DATA TO USE:

*** Begin section ***

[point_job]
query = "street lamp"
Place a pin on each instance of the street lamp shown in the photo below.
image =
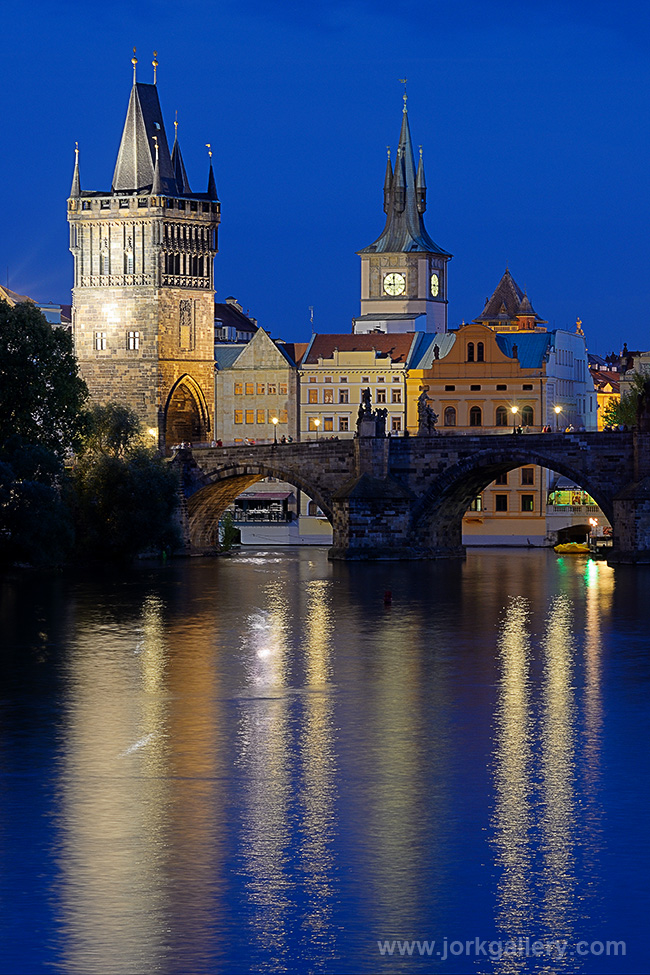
(514, 410)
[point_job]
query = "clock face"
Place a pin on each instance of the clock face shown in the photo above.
(395, 283)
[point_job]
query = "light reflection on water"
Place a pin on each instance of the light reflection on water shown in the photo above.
(259, 766)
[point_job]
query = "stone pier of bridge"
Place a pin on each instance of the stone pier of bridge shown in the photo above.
(404, 498)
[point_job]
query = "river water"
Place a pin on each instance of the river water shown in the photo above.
(257, 763)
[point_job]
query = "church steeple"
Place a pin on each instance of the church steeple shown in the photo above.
(75, 190)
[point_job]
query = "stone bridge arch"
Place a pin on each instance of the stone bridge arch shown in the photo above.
(436, 518)
(213, 489)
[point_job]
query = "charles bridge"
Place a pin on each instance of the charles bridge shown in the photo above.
(404, 498)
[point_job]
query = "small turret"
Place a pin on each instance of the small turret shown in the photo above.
(75, 189)
(388, 182)
(421, 187)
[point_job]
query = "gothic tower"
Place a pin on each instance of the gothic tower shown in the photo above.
(143, 295)
(404, 273)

*** End section ***

WORK INSTRUCTION: Through the last line of the entries above, beginning at the line containing "Place a pin on each instance of the stone pier", transcribe each line exactly, both ends included and nothing more.

TASK SOLUTION:
Place a pin on each instance of the stone pier of bridge shown in the photo above.
(404, 498)
[point_job]
query = "river water"
Place a pin on each instance of the river water shown in the photo above.
(257, 763)
[point_job]
query = "church steeple"
Place a pin on each instance of the church steeple shown in the photo above.
(75, 190)
[point_job]
query = "stone bridge arch"
Place a pin on each instance of the stone bridge arch shown in the photo above.
(436, 518)
(213, 489)
[point_job]
query = "charles bridge"
Place a pin on each instance of the charles bridge shown in the photo above.
(404, 498)
[point_job]
query = "small turret"
Place a pin on each instance of the small turret shown in the photo above.
(75, 189)
(388, 182)
(421, 187)
[point_job]
query = "gothic tower"
Place a pin on each instance of the gothic tower shown in the photo above.
(143, 295)
(404, 273)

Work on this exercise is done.